[Given instruction] Repeat all of the records verbatim.

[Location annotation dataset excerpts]
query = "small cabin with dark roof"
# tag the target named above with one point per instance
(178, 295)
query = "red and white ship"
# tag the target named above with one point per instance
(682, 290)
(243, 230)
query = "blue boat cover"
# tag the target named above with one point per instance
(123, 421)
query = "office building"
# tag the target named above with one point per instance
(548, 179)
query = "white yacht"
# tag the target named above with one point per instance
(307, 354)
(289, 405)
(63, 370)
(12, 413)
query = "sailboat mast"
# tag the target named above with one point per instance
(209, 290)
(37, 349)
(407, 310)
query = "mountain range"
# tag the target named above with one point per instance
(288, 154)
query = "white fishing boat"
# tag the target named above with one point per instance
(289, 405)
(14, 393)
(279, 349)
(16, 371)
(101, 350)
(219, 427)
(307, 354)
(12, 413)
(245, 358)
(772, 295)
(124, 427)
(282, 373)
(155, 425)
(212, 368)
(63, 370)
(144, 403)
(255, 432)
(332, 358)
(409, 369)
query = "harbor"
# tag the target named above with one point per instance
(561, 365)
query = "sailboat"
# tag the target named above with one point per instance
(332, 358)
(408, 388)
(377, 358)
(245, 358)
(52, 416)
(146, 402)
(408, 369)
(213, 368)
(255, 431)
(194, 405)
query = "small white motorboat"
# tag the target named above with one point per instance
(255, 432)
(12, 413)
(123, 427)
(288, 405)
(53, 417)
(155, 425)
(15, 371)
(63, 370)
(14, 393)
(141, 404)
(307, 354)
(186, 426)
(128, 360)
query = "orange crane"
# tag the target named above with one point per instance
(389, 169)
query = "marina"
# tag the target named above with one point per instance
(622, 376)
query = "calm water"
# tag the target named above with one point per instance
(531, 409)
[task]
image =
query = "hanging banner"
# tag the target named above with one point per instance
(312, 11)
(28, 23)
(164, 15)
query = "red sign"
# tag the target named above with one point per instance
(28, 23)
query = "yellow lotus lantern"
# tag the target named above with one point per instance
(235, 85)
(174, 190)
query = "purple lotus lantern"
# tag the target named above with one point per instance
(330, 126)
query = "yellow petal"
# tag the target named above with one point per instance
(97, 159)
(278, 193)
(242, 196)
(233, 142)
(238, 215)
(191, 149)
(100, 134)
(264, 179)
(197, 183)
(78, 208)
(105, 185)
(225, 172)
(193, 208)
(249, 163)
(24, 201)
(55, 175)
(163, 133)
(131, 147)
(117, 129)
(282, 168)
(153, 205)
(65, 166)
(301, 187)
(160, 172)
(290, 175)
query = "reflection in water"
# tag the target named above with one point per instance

[Exercise response]
query = "small cabin with dark roof"
# tag the target named above with one point per instance
(178, 295)
query = "red and white ship"
# tag the target named above with one point per instance
(682, 290)
(243, 230)
query = "blue boat cover"
# tag the target named above with one point per instance
(123, 421)
query = "office building"
# tag the target named above with one point per instance
(548, 179)
query = "white yacht"
# tag the target named above with one point per instance
(307, 354)
(289, 405)
(63, 370)
(12, 413)
query = "sailboat mast"
# tag the target named above with one point per instance
(209, 290)
(37, 349)
(407, 310)
query = "mountain range"
# tag the target named above with one point per instance
(288, 154)
query = "white fishing boat"
# tag the target named above with one point per instance
(289, 405)
(14, 393)
(279, 349)
(16, 371)
(101, 350)
(219, 427)
(307, 354)
(12, 413)
(245, 358)
(772, 295)
(124, 427)
(282, 373)
(155, 425)
(212, 368)
(63, 370)
(144, 403)
(255, 432)
(332, 358)
(409, 369)
query = "harbor"
# tag the target named above with one point per instance
(561, 365)
query = "sailboat"
# tag the target named above with one point per instance
(332, 358)
(408, 388)
(377, 358)
(245, 358)
(52, 416)
(146, 402)
(408, 369)
(213, 368)
(255, 431)
(194, 405)
query = "small white motorboat"
# tag the target named above with one point per instance
(255, 432)
(12, 413)
(123, 427)
(288, 405)
(53, 417)
(155, 425)
(15, 371)
(63, 370)
(14, 393)
(141, 404)
(307, 354)
(186, 426)
(128, 360)
query = "orange crane"
# tag the target named above with one point per instance
(389, 169)
query = "marina"
# tag the target named above with one point per instance
(622, 376)
query = "calm water"
# tag the target named above with one point per instance
(531, 409)
[task]
image =
query = "hanging banner"
# tag the target named above with one point per instance
(312, 11)
(28, 23)
(164, 15)
query = "red sign"
# tag the target named above with one point per instance
(28, 23)
query = "yellow lotus lantern"
# tag the target named above with one point per instance
(235, 85)
(174, 190)
query = "purple lotus lantern"
# tag the target named above with one point per instance
(330, 126)
query = "yellow petal"
# tag the target named above with one point per instance
(97, 159)
(278, 193)
(242, 196)
(233, 142)
(238, 215)
(191, 149)
(100, 134)
(264, 179)
(197, 183)
(78, 208)
(105, 185)
(225, 172)
(193, 208)
(249, 163)
(24, 201)
(55, 175)
(163, 133)
(131, 147)
(117, 129)
(282, 168)
(153, 205)
(65, 166)
(301, 187)
(160, 172)
(290, 175)
query = "reflection in water"
# tag the target named above with one point per instance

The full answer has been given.